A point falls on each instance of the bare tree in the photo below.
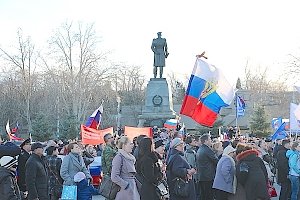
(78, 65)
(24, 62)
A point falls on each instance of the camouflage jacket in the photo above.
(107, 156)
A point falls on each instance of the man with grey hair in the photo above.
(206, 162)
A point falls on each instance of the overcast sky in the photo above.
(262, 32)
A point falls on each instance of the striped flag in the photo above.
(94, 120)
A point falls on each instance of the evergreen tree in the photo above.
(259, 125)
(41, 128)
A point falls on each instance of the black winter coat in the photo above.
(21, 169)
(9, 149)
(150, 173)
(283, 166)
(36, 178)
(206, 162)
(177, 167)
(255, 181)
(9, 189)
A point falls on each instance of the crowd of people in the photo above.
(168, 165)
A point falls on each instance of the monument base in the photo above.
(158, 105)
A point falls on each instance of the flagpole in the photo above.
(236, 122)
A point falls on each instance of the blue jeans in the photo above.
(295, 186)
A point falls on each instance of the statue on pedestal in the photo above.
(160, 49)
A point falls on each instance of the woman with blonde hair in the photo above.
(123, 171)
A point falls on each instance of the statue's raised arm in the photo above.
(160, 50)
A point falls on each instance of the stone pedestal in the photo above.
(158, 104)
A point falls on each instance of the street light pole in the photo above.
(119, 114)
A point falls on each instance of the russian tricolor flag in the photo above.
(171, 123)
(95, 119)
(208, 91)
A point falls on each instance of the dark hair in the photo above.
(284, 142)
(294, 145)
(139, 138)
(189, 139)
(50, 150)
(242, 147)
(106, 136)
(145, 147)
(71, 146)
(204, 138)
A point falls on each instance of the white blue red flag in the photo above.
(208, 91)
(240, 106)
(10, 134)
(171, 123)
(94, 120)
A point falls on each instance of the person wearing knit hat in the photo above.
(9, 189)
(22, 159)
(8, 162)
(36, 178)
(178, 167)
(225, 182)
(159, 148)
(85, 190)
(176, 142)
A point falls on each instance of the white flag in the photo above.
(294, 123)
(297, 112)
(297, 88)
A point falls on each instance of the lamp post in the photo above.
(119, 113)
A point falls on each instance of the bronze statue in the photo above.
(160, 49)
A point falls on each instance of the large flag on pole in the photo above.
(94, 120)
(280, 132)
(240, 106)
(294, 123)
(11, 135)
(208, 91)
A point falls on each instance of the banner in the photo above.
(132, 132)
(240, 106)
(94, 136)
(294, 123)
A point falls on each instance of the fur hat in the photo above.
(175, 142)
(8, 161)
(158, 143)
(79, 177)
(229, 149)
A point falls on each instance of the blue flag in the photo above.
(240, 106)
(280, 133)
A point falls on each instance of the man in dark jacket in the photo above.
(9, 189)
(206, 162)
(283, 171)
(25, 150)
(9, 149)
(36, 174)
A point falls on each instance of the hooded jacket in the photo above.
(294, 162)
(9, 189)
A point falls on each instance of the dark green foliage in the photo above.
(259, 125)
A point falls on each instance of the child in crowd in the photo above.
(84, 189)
---*---
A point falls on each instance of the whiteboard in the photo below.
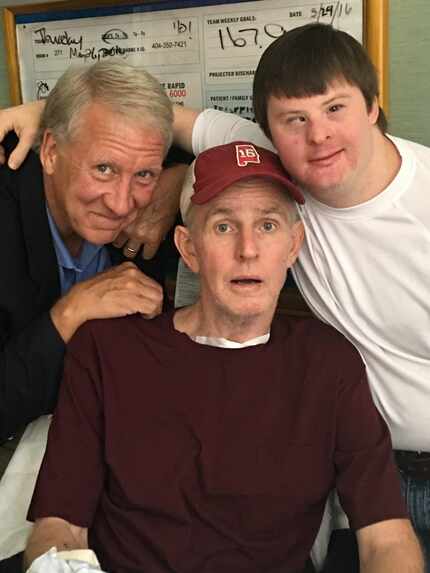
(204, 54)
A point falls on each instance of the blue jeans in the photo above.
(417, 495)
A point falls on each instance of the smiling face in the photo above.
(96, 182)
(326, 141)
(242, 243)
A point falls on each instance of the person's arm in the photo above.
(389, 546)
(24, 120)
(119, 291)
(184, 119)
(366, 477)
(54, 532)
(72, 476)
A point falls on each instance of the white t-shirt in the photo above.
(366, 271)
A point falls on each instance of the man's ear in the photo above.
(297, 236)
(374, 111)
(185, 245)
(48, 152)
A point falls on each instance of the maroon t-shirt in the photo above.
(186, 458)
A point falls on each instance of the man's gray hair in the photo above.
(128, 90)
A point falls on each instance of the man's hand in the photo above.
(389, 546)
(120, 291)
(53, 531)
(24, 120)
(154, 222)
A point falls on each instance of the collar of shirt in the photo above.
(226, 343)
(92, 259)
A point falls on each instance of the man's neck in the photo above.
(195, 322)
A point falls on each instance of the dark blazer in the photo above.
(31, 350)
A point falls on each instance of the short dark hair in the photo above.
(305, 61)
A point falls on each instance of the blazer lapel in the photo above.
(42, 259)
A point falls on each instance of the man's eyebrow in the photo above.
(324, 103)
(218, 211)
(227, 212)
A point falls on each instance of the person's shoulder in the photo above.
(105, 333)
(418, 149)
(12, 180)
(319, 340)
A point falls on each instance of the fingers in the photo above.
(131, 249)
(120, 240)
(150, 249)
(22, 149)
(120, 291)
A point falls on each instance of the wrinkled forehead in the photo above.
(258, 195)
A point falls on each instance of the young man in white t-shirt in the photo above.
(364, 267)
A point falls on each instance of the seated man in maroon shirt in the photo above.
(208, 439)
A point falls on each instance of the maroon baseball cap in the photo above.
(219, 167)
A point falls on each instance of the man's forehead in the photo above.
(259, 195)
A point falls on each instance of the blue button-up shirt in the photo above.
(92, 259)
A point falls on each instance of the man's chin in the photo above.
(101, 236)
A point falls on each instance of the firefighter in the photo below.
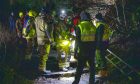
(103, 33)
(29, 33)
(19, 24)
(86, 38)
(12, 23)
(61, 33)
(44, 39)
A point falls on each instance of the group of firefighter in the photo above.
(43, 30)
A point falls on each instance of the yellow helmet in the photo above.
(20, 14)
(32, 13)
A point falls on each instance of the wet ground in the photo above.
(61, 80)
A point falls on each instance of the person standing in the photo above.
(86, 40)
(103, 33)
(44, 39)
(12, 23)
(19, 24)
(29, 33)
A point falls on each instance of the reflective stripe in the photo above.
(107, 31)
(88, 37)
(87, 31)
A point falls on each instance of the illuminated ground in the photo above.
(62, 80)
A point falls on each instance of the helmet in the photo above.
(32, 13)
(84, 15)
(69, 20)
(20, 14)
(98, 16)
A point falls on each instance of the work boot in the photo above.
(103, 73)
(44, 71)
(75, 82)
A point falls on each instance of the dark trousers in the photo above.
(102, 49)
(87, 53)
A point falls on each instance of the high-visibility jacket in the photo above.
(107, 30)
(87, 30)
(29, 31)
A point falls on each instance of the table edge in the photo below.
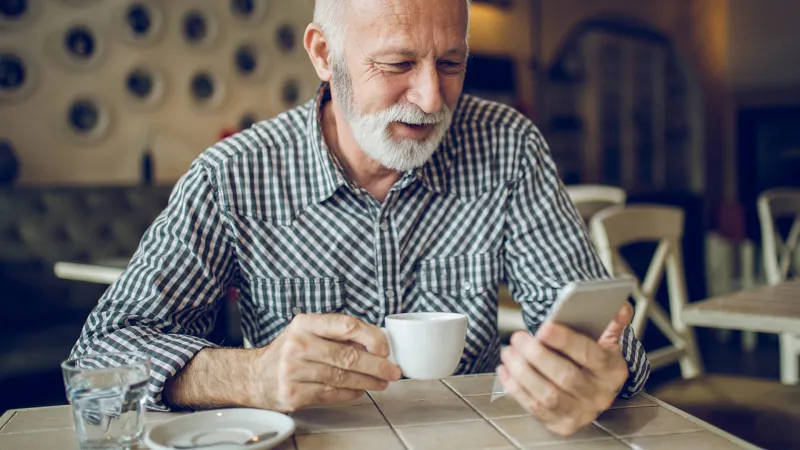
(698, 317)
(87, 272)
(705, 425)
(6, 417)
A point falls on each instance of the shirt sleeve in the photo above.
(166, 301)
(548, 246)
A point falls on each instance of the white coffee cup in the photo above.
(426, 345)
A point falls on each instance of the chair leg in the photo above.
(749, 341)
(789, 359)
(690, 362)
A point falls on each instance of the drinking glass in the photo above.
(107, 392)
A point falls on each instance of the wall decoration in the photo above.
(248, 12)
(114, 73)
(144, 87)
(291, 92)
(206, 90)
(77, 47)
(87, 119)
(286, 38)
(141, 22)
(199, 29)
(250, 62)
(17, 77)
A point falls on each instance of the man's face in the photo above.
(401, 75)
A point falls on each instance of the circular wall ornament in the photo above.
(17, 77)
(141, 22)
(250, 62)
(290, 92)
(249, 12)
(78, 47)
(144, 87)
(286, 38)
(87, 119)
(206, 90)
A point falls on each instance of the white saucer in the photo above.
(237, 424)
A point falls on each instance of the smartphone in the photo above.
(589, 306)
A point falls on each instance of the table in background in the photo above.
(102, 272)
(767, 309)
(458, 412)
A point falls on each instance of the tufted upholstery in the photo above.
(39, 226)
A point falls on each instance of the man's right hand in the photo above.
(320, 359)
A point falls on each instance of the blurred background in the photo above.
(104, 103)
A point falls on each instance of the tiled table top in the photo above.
---*---
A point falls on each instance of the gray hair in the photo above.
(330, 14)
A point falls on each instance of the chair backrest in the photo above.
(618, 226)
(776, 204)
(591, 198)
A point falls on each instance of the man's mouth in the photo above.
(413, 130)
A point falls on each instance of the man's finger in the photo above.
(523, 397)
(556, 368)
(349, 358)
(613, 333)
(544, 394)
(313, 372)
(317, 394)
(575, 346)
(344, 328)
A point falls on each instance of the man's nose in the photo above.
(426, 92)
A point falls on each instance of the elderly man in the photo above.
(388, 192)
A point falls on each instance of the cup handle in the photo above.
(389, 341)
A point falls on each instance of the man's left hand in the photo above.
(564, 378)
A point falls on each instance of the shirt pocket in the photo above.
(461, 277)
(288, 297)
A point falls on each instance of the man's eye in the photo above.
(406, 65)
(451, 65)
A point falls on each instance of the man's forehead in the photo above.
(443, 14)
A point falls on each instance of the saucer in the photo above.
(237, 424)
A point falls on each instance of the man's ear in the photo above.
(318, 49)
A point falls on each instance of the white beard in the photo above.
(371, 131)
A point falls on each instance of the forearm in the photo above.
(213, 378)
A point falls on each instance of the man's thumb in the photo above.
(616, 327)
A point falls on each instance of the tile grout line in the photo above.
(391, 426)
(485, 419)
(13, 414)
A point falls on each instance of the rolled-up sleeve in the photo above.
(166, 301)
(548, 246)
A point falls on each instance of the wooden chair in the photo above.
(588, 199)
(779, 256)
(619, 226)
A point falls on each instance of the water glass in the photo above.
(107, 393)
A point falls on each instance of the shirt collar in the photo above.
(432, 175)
---*---
**Objectif:** Affichez toutes les lignes du matériau ci-dessus qui contiennent la chaîne « face ». La casse est prise en compte.

**Réponse attendue:**
A point falls on each instance of the smiling face in the photo above.
A point falls on each instance of the man's face in the photo above.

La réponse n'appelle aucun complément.